Records excerpted from a collection

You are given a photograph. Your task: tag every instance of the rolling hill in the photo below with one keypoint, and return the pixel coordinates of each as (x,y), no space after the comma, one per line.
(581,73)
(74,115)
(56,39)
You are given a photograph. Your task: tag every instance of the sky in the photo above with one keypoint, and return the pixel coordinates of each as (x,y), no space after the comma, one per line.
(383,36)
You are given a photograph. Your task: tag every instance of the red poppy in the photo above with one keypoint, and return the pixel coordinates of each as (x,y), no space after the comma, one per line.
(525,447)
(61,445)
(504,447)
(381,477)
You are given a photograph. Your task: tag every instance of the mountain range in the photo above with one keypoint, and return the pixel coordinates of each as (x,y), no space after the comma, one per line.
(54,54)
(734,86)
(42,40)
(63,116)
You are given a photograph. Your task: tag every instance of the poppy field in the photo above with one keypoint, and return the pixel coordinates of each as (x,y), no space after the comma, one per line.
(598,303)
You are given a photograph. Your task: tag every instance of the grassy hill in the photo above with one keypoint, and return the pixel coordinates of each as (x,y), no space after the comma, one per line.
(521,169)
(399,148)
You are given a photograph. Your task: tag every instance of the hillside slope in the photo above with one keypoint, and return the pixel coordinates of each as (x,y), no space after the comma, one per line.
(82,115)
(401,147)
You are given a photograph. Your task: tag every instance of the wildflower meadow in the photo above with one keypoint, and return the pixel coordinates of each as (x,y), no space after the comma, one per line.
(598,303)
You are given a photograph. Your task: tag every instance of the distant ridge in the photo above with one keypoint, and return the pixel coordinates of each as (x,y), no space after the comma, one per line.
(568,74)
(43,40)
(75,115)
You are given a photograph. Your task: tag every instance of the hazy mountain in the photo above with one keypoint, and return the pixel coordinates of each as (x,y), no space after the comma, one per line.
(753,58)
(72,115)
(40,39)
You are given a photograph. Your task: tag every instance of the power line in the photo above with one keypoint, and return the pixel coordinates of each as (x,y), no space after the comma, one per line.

Assignment: For this exercise, output the entries above exactly as written.

Result of the exercise:
You are given a photograph. Your task: tag every instance of the rolling hill in the photo below with one keypoint, and return the pixel coordinates of each as (x,y), no space after the comma, one per line.
(581,73)
(74,115)
(56,39)
You are given a photograph. Your task: tag every instance of the sky in the photo above with one keypoint, and return the pixel coordinates of each as (x,y), no space after the comma, one per line.
(383,36)
You are given a photograph. Your task: tag every instance of the red poppy in the photo above with one keypoint, and return the pixel coordinates of each as (x,y), no space after the comma, one per line.
(525,447)
(61,445)
(504,447)
(381,477)
You are given a photograph. Your task: tag every instance of the mountain range in the photo above with one keypoint, and return the pixel coordinates of each as (x,y), no space after the comma, one per line.
(54,54)
(734,86)
(42,40)
(63,116)
You are given a photograph. Your task: tag every instance of the poppy field in the photo above with one keypoint, and return the pixel coordinates of each as (x,y), no space after the comma, one per line.
(598,303)
You are given a photograph. Your task: tag every instance of the grassy hill in the photo above with one keypoint, and return the pixel coordinates of each as (x,y), no space after the comma, one per line.
(521,169)
(399,148)
You are given a photograph. Your task: tag every instance of the hillside slope in the photo above with one keypoint, and return the pixel coordinates of each as (x,y), no space after the comma, one per line.
(82,115)
(401,147)
You are given a photograph. Your task: tag every instance of the wildflower meadow in the photo above with one keypoint, and return the pixel coordinates of each as (x,y), no space after the comma, one per line.
(598,303)
You are given a photograph. Your task: tag every instance of the distant ridge in the photo above with one keypoint, and return the pixel coordinates of each as (x,y), no space after the comma, one per line.
(568,74)
(43,40)
(75,115)
You are given a photograph. Your task: tag every instance of the hazy mountain in the photo above with one keypoint, and return the pixel coordinates of each as (x,y), no space after the comma, one per line.
(753,58)
(72,115)
(40,39)
You are given a photograph. Your task: tag every instance of the power line in the photo above with one keypoint, and return the pixel coordinates of each as (x,y), no space after the comma, one per line.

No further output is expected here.